Given problem → Put every line of the listing below into a numbered list, skipping blank lines and leaving out the pictures.

Exercise input →
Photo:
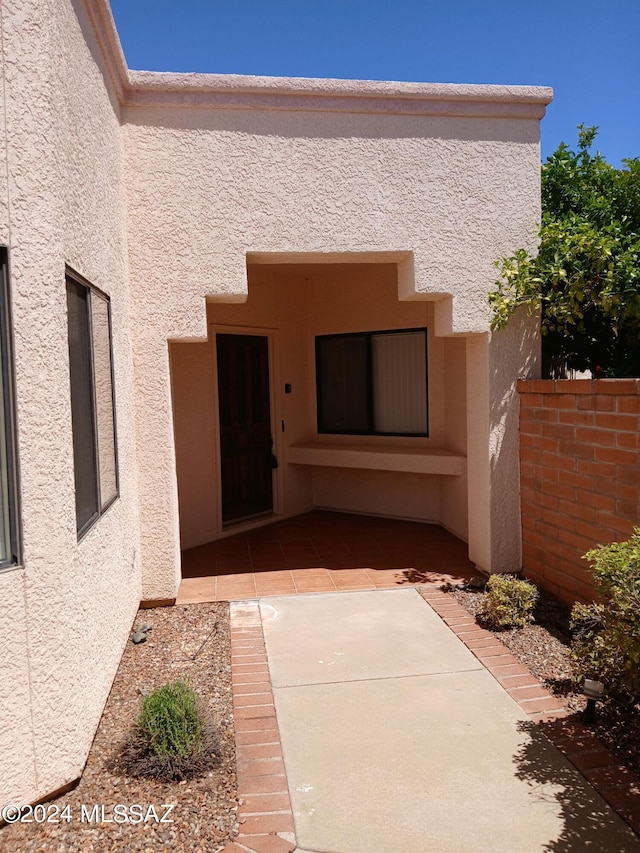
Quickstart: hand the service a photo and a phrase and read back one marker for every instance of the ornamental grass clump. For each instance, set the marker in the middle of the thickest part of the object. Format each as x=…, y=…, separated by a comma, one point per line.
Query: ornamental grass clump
x=170, y=721
x=171, y=740
x=606, y=633
x=508, y=602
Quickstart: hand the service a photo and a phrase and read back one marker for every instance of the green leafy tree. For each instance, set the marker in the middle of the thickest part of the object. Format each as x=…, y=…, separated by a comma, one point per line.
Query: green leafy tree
x=585, y=279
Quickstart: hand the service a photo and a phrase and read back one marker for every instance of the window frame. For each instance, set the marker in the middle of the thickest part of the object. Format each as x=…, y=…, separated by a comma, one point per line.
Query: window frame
x=370, y=378
x=73, y=277
x=10, y=513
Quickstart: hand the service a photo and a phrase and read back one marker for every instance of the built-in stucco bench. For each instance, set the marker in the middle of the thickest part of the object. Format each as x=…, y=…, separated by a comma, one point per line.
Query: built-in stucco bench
x=431, y=460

Finished exercise →
1. Photo:
2. Quickstart: hand the service a photo and a phrase and read back one marker for every instance of the ornamental grass clump. For each instance, set the marker in the middle of the thickest part of the object. Format each as x=…, y=…, separated by a comma, one point per line.
3. Query: ornamental grass clump
4. x=170, y=721
5. x=171, y=740
6. x=606, y=633
7. x=508, y=602
8. Quickstart: hand the service a photo and a phrase and read back one marker for every instance of the green leafy tree. For each instance, set the marker in the middle of the thickest part of the object. Format each as x=…, y=…, separated by a comma, one point per line.
9. Query: green leafy tree
10. x=585, y=279
11. Quickstart: hand the service a photo and a phrase and read back one marker for every instance of the window frame. For each instance, set the marker in the middle of the thickest part of the object. Format each as x=…, y=…, separated by a comma, one point per line.
12. Query: window frame
13. x=370, y=378
14. x=73, y=277
15. x=10, y=513
16. Quickstart: hand the service a photo and a phrase and read back one marker for every instance of the built-in stucco bench. For each instance, set the marker in the middle of the thickest part of the object. Format each as x=…, y=…, separated by a comma, one point per line.
17. Query: built-in stucco bench
18. x=431, y=460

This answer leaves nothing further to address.